■ Exercise details
Print the data once more, exactly as supplied.

■ Record set
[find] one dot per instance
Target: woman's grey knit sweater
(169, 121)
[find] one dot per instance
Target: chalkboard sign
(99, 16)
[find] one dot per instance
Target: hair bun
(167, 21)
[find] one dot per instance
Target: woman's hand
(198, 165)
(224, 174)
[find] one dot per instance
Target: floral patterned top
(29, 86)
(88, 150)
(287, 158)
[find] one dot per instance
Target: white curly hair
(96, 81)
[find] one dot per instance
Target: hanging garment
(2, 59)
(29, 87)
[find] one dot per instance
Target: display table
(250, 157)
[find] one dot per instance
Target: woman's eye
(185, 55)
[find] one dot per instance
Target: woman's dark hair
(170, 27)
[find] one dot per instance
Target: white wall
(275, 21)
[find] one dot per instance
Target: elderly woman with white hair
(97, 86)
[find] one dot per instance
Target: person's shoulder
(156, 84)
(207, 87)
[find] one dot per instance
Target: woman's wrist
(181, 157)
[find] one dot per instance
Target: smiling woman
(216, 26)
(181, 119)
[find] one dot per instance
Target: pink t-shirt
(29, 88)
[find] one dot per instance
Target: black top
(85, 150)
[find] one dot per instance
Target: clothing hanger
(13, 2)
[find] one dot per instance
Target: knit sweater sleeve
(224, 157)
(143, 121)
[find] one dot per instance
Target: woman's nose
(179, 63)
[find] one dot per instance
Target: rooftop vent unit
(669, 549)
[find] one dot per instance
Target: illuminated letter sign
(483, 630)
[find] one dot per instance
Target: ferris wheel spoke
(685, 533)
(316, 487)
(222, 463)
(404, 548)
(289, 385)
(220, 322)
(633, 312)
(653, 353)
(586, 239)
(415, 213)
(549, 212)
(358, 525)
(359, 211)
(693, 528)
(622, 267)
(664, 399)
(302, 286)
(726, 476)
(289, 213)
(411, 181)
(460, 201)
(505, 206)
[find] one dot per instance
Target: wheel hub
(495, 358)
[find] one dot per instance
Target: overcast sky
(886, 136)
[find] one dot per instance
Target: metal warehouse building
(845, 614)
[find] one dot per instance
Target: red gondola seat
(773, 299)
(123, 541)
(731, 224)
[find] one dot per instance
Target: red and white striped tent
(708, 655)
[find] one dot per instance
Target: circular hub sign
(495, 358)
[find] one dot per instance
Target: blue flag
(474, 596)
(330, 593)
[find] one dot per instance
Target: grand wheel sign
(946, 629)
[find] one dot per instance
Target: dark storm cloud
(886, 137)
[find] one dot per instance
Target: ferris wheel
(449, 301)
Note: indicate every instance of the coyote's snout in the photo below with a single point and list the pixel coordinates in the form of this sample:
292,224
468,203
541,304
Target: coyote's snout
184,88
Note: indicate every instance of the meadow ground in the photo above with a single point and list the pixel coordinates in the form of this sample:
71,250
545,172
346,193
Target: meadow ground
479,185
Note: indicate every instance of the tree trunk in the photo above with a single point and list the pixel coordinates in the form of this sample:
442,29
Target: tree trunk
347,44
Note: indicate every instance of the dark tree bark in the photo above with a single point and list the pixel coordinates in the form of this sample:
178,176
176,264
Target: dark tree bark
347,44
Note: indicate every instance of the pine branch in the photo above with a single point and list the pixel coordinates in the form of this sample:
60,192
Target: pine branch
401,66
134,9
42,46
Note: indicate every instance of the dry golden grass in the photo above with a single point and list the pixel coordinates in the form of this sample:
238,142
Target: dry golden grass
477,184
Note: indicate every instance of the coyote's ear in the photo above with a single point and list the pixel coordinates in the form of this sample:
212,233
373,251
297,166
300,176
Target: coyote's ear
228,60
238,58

■ Solution to this task
[find] one dot per instance
Target: woman's grey knit sweater
(169, 121)
[find] one dot per instance
Target: chalkboard sign
(99, 16)
[find] one dot per instance
Target: hair bun
(167, 21)
[find] one dot per instance
Target: woman's hand
(198, 165)
(224, 174)
[find] one dot per instance
Target: floral patterned top
(29, 86)
(88, 150)
(287, 158)
[find] one dot per instance
Target: white curly hair
(96, 81)
[find] one dot per instance
Target: hanging garment
(2, 59)
(29, 87)
[find] one dot per instance
Target: display table
(250, 157)
[find] one dot per instance
Target: woman's eye
(185, 55)
[find] one dot per instance
Target: woman's dark hair
(170, 27)
[find] one dot per instance
Target: white wall
(275, 21)
[find] one dot per instance
Target: elderly woman with white hair
(97, 86)
[find] one dot per instance
Target: person's shoulder
(156, 84)
(207, 87)
[find] one dot per instance
Target: woman's wrist
(181, 157)
[find] one dot per instance
Target: smiling woman
(216, 26)
(181, 119)
[find] one dot per instance
Target: pink t-shirt
(29, 88)
[find] one dot per instance
Target: black top
(85, 150)
[find] one dot per instance
Target: clothing hanger
(13, 2)
[find] one dot per instance
Target: knit sweater sleeve
(224, 157)
(143, 121)
[find] one dot per instance
Target: woman's nose
(179, 63)
[find] one dot per instance
Target: rooftop vent unit
(669, 549)
[find] one dot per instance
Target: illuminated letter sign
(483, 630)
[find] one dot per instance
Target: ferris wheel spoke
(685, 533)
(316, 487)
(222, 463)
(404, 548)
(289, 385)
(220, 322)
(633, 312)
(653, 353)
(586, 239)
(415, 213)
(549, 212)
(358, 525)
(359, 211)
(693, 528)
(622, 267)
(664, 399)
(302, 286)
(726, 476)
(289, 213)
(411, 181)
(460, 201)
(505, 206)
[find] one dot per instance
Target: wheel hub
(495, 358)
[find] one dot per instance
Target: overcast sky
(886, 136)
[find] one dot per instance
Target: metal warehouse building
(845, 614)
[find] one dot per instance
Target: red gondola seat
(773, 299)
(123, 541)
(731, 224)
[find] one dot per instance
Target: red and white striped tent
(708, 655)
[find] one dot per instance
Target: circular hub sign
(495, 358)
[find] one dot per instance
Target: blue flag
(474, 596)
(330, 593)
[find] one dot per instance
Target: grand wheel sign
(946, 629)
[find] one dot per instance
Target: dark storm cloud
(886, 137)
[find] one dot per instance
Target: ferris wheel
(449, 301)
Note: indicate every instance of the coyote's snout in the photo below with a single point and list the pixel coordinates in the form of this sample:
292,224
468,203
541,304
Target: coyote's snout
184,88
Note: indicate every instance of the meadow ground in the photo above with a single point and list the pixel coordinates in the form of this sample:
71,250
545,172
346,193
Target: meadow ground
479,185
Note: indicate every instance of the tree trunk in the photo above with a single point and list the pixel coordinates in the form of this sample:
442,29
Target: tree trunk
347,44
Note: indicate every instance of the dark tree bark in the photo above with a single point and list the pixel coordinates in the form of this sample:
178,176
176,264
Target: dark tree bark
347,44
Note: indicate every instance of the pine branch in the photo above with a single point and list the pixel coordinates in the form of this sample:
60,192
Target: pine branch
401,66
134,9
42,46
Note: indicate every instance of the dry golden grass in the photo above with a single point and list the pixel coordinates in the form of this sample:
238,142
Target: dry golden grass
477,184
Note: indicate every instance of the coyote's ear in the photo above with a single point and list the pixel coordinates in the form of this sample:
212,233
373,251
297,166
300,176
Target: coyote's ear
228,60
238,58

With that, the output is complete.